--- START ---
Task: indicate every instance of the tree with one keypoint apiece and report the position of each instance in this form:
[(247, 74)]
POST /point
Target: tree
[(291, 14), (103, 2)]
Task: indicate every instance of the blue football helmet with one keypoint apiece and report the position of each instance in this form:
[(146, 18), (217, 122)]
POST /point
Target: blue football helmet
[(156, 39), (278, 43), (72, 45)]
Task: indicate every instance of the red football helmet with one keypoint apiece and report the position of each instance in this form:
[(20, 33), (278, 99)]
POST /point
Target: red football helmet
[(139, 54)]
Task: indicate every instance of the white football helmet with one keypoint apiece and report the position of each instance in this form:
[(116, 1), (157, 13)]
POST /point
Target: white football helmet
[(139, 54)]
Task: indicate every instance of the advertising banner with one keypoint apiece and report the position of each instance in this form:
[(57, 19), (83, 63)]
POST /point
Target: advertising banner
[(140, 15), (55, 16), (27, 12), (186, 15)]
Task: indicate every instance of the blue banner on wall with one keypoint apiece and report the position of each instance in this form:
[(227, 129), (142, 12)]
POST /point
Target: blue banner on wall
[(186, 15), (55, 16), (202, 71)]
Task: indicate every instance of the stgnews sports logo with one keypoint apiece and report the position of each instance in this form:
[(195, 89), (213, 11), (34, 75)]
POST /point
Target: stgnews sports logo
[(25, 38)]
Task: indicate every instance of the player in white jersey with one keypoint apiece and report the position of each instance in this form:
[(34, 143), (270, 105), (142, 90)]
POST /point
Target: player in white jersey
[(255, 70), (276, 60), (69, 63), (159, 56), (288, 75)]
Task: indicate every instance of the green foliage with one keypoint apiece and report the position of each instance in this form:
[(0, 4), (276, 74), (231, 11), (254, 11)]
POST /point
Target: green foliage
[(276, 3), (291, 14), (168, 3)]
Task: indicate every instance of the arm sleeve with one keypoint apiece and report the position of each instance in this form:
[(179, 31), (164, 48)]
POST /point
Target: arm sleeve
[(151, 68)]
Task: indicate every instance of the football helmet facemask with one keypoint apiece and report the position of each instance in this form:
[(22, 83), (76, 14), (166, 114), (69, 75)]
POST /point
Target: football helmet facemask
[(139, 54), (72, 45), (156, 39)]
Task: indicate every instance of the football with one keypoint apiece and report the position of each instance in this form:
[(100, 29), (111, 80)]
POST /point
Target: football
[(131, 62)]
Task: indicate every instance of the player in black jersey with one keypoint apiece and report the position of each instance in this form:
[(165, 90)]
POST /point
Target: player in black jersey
--- END ---
Only a number is wanted here: how many lines of the records above include the string "black"?

ANSWER SPACE ▸
2